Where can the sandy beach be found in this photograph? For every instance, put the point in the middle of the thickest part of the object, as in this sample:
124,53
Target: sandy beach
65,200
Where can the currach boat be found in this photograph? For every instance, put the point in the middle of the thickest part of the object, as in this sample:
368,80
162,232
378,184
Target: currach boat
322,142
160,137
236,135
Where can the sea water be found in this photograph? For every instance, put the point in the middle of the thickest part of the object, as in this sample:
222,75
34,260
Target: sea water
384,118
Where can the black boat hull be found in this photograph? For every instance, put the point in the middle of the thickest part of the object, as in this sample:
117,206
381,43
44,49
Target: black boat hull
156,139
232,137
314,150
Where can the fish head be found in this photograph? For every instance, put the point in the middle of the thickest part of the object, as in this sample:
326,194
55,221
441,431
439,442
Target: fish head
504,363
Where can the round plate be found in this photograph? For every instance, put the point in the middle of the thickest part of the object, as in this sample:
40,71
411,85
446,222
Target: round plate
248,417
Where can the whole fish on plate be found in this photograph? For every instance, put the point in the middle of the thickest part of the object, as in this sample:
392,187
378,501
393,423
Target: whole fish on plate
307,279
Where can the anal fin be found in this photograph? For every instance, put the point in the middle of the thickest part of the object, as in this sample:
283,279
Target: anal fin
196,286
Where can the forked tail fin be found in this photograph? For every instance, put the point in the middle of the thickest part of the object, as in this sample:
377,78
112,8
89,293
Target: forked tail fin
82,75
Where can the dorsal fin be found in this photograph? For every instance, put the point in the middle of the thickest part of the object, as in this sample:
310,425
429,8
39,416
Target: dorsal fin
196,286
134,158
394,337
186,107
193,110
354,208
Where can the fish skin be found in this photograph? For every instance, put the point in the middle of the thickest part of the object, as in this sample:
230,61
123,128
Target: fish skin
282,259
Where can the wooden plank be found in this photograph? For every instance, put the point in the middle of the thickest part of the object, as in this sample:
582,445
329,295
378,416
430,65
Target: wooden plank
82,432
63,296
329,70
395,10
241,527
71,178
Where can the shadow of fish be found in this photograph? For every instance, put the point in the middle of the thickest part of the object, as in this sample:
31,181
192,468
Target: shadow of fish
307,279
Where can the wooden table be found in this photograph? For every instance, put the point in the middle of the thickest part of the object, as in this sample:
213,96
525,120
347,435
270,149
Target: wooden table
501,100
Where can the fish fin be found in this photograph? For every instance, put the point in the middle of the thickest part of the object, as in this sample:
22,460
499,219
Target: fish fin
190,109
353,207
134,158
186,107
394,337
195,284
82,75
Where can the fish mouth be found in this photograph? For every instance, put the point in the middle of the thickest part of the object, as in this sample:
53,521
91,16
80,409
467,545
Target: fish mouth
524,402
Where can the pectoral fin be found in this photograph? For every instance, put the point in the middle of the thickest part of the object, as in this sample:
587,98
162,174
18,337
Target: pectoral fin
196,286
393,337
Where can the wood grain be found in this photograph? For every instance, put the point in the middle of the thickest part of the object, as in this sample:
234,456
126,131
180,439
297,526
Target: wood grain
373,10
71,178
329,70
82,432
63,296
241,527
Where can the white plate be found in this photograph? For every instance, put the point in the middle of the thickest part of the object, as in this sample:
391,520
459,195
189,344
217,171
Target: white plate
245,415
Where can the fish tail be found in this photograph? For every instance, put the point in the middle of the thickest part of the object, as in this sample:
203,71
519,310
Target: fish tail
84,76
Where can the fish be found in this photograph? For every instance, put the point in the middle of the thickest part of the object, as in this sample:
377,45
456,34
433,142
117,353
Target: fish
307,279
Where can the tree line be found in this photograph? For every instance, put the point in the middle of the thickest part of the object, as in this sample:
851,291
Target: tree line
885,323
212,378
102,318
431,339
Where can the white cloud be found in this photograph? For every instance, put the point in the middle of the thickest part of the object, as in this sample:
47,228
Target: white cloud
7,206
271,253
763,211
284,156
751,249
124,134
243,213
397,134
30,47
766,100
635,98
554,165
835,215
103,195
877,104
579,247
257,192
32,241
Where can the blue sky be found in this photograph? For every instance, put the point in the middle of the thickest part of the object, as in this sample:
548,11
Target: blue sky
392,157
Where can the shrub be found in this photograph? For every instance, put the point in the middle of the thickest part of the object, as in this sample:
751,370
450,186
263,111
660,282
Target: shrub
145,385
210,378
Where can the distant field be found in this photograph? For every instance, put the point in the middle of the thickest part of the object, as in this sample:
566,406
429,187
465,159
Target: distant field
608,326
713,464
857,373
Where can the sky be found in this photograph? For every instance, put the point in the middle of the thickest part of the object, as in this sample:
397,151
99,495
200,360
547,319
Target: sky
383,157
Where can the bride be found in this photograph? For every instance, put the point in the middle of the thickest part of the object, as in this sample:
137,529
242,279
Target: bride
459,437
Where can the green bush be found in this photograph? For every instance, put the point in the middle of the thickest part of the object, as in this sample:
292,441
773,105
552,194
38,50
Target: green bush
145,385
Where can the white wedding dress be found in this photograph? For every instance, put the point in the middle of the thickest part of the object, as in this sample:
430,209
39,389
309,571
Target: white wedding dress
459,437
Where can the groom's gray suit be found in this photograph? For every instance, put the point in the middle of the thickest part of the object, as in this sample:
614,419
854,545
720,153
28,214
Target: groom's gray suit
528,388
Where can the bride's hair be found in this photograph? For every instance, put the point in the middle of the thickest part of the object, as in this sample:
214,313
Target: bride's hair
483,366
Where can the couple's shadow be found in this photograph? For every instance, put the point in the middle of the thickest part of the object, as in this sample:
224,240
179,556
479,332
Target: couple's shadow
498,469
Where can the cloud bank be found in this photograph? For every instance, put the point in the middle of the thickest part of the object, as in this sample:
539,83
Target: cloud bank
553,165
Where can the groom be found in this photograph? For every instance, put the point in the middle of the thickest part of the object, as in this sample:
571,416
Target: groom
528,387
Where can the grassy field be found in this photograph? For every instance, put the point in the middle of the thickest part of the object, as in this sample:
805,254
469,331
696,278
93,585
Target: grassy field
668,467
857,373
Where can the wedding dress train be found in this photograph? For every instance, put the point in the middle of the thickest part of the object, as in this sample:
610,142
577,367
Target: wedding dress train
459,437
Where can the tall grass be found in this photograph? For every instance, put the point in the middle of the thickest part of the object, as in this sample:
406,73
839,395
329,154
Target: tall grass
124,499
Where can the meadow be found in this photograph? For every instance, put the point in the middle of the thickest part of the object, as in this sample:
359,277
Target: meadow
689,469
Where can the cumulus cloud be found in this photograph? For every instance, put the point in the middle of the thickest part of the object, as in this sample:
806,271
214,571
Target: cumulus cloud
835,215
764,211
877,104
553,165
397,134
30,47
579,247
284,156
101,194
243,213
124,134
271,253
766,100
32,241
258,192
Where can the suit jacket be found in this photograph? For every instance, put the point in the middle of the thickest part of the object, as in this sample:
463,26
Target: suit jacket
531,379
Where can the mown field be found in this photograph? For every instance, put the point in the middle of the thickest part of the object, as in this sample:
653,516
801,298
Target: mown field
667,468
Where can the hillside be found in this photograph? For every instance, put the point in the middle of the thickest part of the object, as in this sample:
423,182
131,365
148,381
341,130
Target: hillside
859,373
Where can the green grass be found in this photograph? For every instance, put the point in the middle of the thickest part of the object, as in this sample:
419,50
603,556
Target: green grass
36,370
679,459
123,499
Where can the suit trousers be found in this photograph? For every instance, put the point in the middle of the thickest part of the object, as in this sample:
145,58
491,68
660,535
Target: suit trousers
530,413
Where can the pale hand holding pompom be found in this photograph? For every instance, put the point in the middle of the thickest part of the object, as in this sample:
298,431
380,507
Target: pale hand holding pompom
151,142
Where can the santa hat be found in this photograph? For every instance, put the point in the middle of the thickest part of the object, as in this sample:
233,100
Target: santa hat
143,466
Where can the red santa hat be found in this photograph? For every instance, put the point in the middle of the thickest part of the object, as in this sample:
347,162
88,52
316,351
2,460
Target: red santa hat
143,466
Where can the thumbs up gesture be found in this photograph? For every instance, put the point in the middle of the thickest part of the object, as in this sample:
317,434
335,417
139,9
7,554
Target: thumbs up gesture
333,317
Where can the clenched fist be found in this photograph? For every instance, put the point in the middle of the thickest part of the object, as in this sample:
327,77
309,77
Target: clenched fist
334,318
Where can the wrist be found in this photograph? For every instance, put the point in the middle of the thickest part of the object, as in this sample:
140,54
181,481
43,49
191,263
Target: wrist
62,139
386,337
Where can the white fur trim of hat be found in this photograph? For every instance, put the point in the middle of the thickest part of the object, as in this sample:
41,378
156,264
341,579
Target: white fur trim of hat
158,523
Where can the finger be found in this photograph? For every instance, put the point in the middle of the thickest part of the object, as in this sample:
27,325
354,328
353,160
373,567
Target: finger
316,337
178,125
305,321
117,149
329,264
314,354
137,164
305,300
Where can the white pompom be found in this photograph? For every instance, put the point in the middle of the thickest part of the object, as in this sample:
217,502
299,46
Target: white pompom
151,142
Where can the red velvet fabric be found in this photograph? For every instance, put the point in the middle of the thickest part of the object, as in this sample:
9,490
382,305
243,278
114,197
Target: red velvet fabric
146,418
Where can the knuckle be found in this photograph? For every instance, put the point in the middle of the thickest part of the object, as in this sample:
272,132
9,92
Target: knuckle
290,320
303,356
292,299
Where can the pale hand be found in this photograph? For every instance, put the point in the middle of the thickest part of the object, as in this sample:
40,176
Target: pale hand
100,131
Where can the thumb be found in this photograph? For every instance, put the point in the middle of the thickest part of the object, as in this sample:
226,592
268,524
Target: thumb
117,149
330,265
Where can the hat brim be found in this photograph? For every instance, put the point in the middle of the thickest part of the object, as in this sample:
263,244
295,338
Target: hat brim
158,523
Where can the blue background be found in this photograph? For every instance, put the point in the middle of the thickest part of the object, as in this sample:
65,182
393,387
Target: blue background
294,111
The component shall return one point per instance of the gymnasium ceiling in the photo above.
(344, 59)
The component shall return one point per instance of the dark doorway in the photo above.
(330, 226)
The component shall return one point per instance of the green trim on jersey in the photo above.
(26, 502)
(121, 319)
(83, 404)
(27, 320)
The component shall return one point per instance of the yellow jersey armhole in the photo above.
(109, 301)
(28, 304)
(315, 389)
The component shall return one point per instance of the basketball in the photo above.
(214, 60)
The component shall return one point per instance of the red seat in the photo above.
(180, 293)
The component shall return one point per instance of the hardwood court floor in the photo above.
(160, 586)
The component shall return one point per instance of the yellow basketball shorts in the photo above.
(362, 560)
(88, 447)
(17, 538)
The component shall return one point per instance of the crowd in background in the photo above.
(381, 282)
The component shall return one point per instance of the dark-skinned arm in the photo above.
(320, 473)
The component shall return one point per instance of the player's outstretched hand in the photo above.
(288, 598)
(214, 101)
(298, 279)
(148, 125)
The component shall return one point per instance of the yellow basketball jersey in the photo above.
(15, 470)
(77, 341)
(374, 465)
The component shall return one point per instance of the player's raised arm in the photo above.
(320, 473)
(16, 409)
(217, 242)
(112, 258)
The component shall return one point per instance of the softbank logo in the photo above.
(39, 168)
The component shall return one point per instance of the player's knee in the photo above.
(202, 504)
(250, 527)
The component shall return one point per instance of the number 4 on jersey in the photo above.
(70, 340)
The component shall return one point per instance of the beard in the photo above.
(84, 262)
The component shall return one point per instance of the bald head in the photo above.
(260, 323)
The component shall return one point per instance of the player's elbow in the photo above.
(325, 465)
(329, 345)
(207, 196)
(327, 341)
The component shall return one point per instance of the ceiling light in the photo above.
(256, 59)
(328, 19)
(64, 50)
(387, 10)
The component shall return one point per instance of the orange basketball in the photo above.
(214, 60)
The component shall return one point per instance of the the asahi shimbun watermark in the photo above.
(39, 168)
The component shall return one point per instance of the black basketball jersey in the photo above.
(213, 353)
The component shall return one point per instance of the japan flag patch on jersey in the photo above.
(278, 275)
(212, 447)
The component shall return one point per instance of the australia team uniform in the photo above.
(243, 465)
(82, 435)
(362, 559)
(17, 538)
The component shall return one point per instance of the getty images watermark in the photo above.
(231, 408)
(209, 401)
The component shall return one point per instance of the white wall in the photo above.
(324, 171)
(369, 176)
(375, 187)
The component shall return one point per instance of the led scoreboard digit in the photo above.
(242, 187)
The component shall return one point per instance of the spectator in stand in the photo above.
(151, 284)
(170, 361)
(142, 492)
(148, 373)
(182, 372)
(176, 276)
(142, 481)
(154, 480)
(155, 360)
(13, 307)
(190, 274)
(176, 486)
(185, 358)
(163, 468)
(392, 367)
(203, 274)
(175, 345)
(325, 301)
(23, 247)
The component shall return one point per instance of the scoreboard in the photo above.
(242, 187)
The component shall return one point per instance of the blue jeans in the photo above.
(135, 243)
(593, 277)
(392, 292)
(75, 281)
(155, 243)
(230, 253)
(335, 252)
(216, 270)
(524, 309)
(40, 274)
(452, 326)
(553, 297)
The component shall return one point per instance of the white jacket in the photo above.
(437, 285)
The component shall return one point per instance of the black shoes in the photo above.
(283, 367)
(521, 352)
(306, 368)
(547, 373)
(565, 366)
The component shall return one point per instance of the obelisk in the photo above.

* * * * * * *

Task instructions — Using the records above, repeat exactly the lines from the first one through the line with "Where can the whole".

Answer to the exercise —
Where can the sandy beach be found in this photograph? For every instance, put the point in the middle of the thickest part of the object, as in this sample:
124,53
Target: sandy beach
65,200
Where can the currach boat be found in this photograph? For every instance, put the point in the middle of the thickest part of the object, as in this sample:
368,80
162,232
378,184
Target: currach boat
322,142
160,137
236,135
Where can the sea water be found in this photograph? For every instance, put the point in the middle of the thickest part of the object, as in this sample:
222,75
34,260
Target: sea water
384,118
Where can the black boat hull be found in this photograph? For every instance, put the point in the middle of the thickest part of the object, as in this sample:
117,206
381,43
44,49
Target: black boat hull
156,139
232,137
314,150
Where can the fish head be found in this photograph? For every instance, put the point in the middle of the thickest part of the object, as in this sample:
326,194
55,221
441,431
439,442
Target: fish head
504,363
Where can the round plate be found in this photograph? For every instance, put the point in the middle of the thickest part of the object, as in this sample:
40,71
411,85
446,222
Target: round plate
248,417
Where can the whole fish on plate be found in this photograph? For every instance, put the point in the middle of the thickest part of the object, as in this sample:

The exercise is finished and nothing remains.